(Saved data entries)
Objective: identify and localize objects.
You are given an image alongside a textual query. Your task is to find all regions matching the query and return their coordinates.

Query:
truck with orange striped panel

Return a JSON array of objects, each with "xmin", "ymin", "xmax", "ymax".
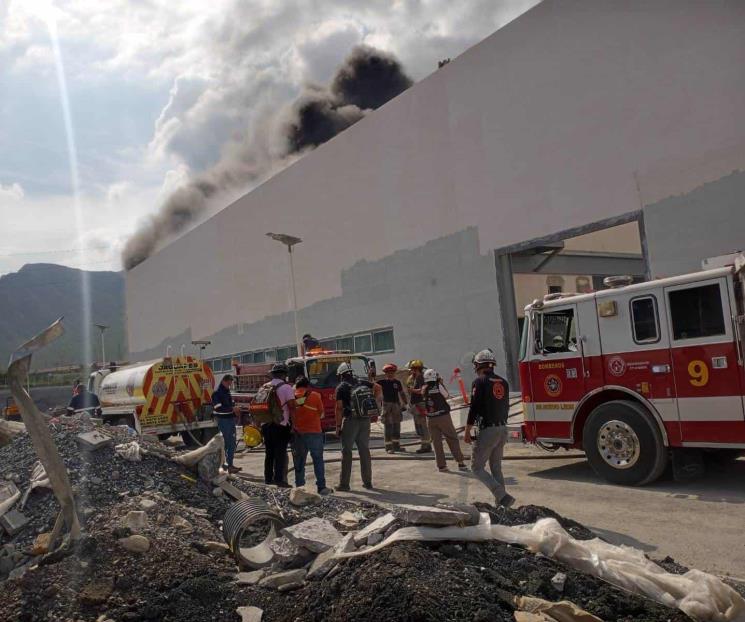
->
[
  {"xmin": 88, "ymin": 356, "xmax": 217, "ymax": 444},
  {"xmin": 520, "ymin": 254, "xmax": 745, "ymax": 485}
]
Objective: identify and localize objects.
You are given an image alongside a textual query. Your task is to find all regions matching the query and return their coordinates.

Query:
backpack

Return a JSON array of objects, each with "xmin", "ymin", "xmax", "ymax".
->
[
  {"xmin": 349, "ymin": 383, "xmax": 380, "ymax": 419},
  {"xmin": 249, "ymin": 382, "xmax": 286, "ymax": 425}
]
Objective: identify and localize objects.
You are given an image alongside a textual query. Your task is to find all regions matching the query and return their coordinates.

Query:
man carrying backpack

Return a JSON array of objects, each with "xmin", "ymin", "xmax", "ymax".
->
[
  {"xmin": 251, "ymin": 363, "xmax": 295, "ymax": 488},
  {"xmin": 292, "ymin": 376, "xmax": 334, "ymax": 495},
  {"xmin": 422, "ymin": 369, "xmax": 468, "ymax": 473},
  {"xmin": 336, "ymin": 363, "xmax": 379, "ymax": 491},
  {"xmin": 212, "ymin": 374, "xmax": 241, "ymax": 473}
]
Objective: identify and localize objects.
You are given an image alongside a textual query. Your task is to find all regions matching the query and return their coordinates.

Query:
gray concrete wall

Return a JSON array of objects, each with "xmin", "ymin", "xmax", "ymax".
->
[
  {"xmin": 644, "ymin": 171, "xmax": 745, "ymax": 278},
  {"xmin": 126, "ymin": 0, "xmax": 745, "ymax": 382},
  {"xmin": 133, "ymin": 229, "xmax": 504, "ymax": 386}
]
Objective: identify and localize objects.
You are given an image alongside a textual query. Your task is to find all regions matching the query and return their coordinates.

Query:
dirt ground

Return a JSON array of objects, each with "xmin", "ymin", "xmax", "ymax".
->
[{"xmin": 238, "ymin": 415, "xmax": 745, "ymax": 581}]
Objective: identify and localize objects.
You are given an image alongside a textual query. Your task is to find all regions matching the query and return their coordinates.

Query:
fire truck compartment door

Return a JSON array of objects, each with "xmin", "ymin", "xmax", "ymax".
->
[
  {"xmin": 665, "ymin": 278, "xmax": 745, "ymax": 445},
  {"xmin": 528, "ymin": 305, "xmax": 585, "ymax": 439}
]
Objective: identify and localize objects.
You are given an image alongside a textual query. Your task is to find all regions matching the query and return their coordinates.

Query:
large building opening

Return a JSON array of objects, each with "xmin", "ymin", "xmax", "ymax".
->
[{"xmin": 495, "ymin": 214, "xmax": 649, "ymax": 387}]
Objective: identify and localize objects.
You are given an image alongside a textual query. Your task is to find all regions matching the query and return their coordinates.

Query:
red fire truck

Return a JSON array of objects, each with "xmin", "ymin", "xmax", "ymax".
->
[
  {"xmin": 520, "ymin": 254, "xmax": 745, "ymax": 485},
  {"xmin": 233, "ymin": 349, "xmax": 374, "ymax": 432}
]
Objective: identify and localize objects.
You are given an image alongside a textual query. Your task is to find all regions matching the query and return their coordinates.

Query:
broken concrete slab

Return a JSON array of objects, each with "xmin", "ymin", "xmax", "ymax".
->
[
  {"xmin": 218, "ymin": 481, "xmax": 248, "ymax": 501},
  {"xmin": 76, "ymin": 430, "xmax": 114, "ymax": 451},
  {"xmin": 282, "ymin": 517, "xmax": 343, "ymax": 553},
  {"xmin": 118, "ymin": 535, "xmax": 150, "ymax": 553},
  {"xmin": 354, "ymin": 512, "xmax": 396, "ymax": 546},
  {"xmin": 277, "ymin": 581, "xmax": 305, "ymax": 592},
  {"xmin": 140, "ymin": 499, "xmax": 158, "ymax": 512},
  {"xmin": 0, "ymin": 482, "xmax": 21, "ymax": 516},
  {"xmin": 235, "ymin": 607, "xmax": 264, "ymax": 622},
  {"xmin": 308, "ymin": 533, "xmax": 357, "ymax": 579},
  {"xmin": 124, "ymin": 510, "xmax": 147, "ymax": 533},
  {"xmin": 435, "ymin": 503, "xmax": 481, "ymax": 527},
  {"xmin": 290, "ymin": 488, "xmax": 323, "ymax": 507},
  {"xmin": 235, "ymin": 570, "xmax": 266, "ymax": 585},
  {"xmin": 393, "ymin": 505, "xmax": 470, "ymax": 527},
  {"xmin": 259, "ymin": 568, "xmax": 308, "ymax": 589},
  {"xmin": 0, "ymin": 510, "xmax": 28, "ymax": 537}
]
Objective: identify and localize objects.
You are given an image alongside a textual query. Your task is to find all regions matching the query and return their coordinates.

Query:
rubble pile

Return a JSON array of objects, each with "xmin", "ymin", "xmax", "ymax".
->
[{"xmin": 0, "ymin": 418, "xmax": 732, "ymax": 622}]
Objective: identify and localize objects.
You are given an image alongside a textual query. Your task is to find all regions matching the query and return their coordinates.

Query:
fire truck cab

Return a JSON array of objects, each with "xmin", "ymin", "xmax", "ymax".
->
[
  {"xmin": 520, "ymin": 254, "xmax": 745, "ymax": 485},
  {"xmin": 233, "ymin": 349, "xmax": 374, "ymax": 432}
]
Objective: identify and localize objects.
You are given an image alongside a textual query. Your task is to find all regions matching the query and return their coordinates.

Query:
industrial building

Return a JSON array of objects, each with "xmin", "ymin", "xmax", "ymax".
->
[{"xmin": 126, "ymin": 0, "xmax": 745, "ymax": 388}]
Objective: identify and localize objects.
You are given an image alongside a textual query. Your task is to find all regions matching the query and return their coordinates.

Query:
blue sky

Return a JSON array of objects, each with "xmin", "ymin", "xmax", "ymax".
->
[{"xmin": 0, "ymin": 0, "xmax": 536, "ymax": 274}]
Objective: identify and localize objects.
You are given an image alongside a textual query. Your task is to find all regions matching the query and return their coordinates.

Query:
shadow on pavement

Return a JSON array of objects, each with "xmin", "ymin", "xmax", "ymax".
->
[{"xmin": 528, "ymin": 459, "xmax": 745, "ymax": 504}]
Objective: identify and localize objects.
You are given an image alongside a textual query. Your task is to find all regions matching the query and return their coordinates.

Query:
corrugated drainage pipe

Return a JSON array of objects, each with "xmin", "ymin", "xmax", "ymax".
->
[{"xmin": 222, "ymin": 497, "xmax": 285, "ymax": 569}]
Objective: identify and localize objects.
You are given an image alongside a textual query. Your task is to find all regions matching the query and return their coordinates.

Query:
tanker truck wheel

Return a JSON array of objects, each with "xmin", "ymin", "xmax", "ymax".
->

WORK REQUIRED
Locate each line in the entries that contains the word "fire" and copy those lines out.

EXERCISE RESPONSE
fire truck compartment door
red fire truck
fire truck cab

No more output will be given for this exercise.